→ Given task 1
In the records, copy out the lines from the line with "Reviewer note: every instance of the knee" up to and including the line with "Target: knee pad", substituting "shin guard" for "knee pad" and leaving everything else unchanged.
>> START Excerpt provided
Zohran’s NYC race recasts U.S. politics

Zohran’s NYC race recasts U.S. politics


New York City mayoral candidate Zohran Mamdani speaks during a “New York is Not For Sale” rally at Forest Hills Stadium, in the Queens borough of New York City on October 26, 2025.

New York City mayoral candidate Zohran Mamdani speaks during a “New York is Not For Sale” rally at Forest Hills Stadium, in the Queens borough of New York City on October 26, 2025.
| Photo Credit: Reuters

It was Zohran Mamdani’s campaign ad in Hindi with him explaining rank-choice voting in the Democratic primary for the New York City mayoral race that caught my attention earlier in the year.

Not to mention, he explained the electoral system using 3 cups of mango lassi!

While his electrifying media campaign has catapulted him, it was the background work that the campaign did that truly made me sit up – he started with talking to Trump voters instead of seeking approval of wealthy donors. The campaign is rewriting the playbook for how political entrepreneurs run for office in real-time.

The New York City mayoral race has provided a surprising but a much-needed inflection point in American politics. It seems to be architecting a generationally distinct political identity that could enrich political competition rooted in ideas for the future, a genuine desire to solve problems, and a commitment to build a stronger union that is much needed.

Mr. Mamdani’s victory in the primary and his most likely win in the general election will stand on the support of working class people – both young and middle-aged. His platform of affordability while holding on to his socio-political convictions directly challenges the politically baffling stance of his own party’s leadership. While American progressives (not “centrist” Democrats) have closed ranks behind Mr. Mamdani, surprisingly, on the affordability question, he has also captured some attention from significant representatives of the American right – Rep. Marjorie Taylor Greene and Tucker Carlson, early MAGA (Make America Great Again) luminaries.
>> END Excerpt provided
>> START Source records
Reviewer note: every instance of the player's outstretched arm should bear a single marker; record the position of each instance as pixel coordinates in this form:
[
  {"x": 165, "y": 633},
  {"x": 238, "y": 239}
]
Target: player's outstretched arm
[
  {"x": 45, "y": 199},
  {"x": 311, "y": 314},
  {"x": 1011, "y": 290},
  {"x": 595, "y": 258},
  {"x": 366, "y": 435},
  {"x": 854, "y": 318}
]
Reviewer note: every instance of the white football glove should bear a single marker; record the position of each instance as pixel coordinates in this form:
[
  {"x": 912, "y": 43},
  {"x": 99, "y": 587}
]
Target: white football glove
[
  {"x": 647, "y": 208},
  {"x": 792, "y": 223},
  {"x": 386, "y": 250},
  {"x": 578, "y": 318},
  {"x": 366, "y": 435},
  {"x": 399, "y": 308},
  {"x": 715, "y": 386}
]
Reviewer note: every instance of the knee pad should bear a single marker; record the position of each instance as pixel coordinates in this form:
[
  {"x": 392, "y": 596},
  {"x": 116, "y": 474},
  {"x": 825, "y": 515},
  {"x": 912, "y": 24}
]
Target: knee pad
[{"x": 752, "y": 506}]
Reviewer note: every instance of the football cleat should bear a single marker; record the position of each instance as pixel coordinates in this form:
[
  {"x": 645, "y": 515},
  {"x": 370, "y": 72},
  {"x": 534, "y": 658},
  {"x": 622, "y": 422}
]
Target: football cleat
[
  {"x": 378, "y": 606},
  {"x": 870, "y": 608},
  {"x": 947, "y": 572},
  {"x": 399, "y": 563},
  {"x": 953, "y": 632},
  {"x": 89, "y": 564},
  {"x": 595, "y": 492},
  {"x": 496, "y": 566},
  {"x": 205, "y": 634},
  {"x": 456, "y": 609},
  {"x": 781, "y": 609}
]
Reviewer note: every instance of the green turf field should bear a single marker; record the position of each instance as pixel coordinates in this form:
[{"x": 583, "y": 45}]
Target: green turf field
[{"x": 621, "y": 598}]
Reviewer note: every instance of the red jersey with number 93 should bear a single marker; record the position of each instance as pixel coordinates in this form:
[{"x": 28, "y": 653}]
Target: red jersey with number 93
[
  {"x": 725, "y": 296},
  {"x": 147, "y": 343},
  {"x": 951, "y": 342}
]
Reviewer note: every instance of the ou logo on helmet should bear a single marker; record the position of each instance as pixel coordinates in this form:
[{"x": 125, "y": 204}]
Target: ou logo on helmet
>> END Source records
→ Given task 2
Retype the whole article about Zohran Mamdani's New York City mayoral race, word for word.

→ Solution 1
Reviewer note: every instance of the shin guard should bear a single marker; record the position of each instance as pixel coordinates in this form:
[
  {"x": 392, "y": 596},
  {"x": 116, "y": 474},
  {"x": 825, "y": 515},
  {"x": 912, "y": 24}
]
Target: shin guard

→ Solution 2
Zohran’s NYC race recasts U.S. politics

Zohran’s NYC race recasts U.S. politics


New York City mayoral candidate Zohran Mamdani speaks during a “New York is Not For Sale” rally at Forest Hills Stadium, in the Queens borough of New York City on October 26, 2025.

New York City mayoral candidate Zohran Mamdani speaks during a “New York is Not For Sale” rally at Forest Hills Stadium, in the Queens borough of New York City on October 26, 2025.
| Photo Credit: Reuters

It was Zohran Mamdani’s campaign ad in Hindi with him explaining rank-choice voting in the Democratic primary for the New York City mayoral race that caught my attention earlier in the year.

Not to mention, he explained the electoral system using 3 cups of mango lassi!

While his electrifying media campaign has catapulted him, it was the background work that the campaign did that truly made me sit up – he started with talking to Trump voters instead of seeking approval of wealthy donors. The campaign is rewriting the playbook for how political entrepreneurs run for office in real-time.

The New York City mayoral race has provided a surprising but a much-needed inflection point in American politics. It seems to be architecting a generationally distinct political identity that could enrich political competition rooted in ideas for the future, a genuine desire to solve problems, and a commitment to build a stronger union that is much needed.

Mr. Mamdani’s victory in the primary and his most likely win in the general election will stand on the support of working class people – both young and middle-aged. His platform of affordability while holding on to his socio-political convictions directly challenges the politically baffling stance of his own party’s leadership. While American progressives (not “centrist” Democrats) have closed ranks behind Mr. Mamdani, surprisingly, on the affordability question, he has also captured some attention from significant representatives of the American right – Rep. Marjorie Taylor Greene and Tucker Carlson, early MAGA (Make America Great Again) luminaries.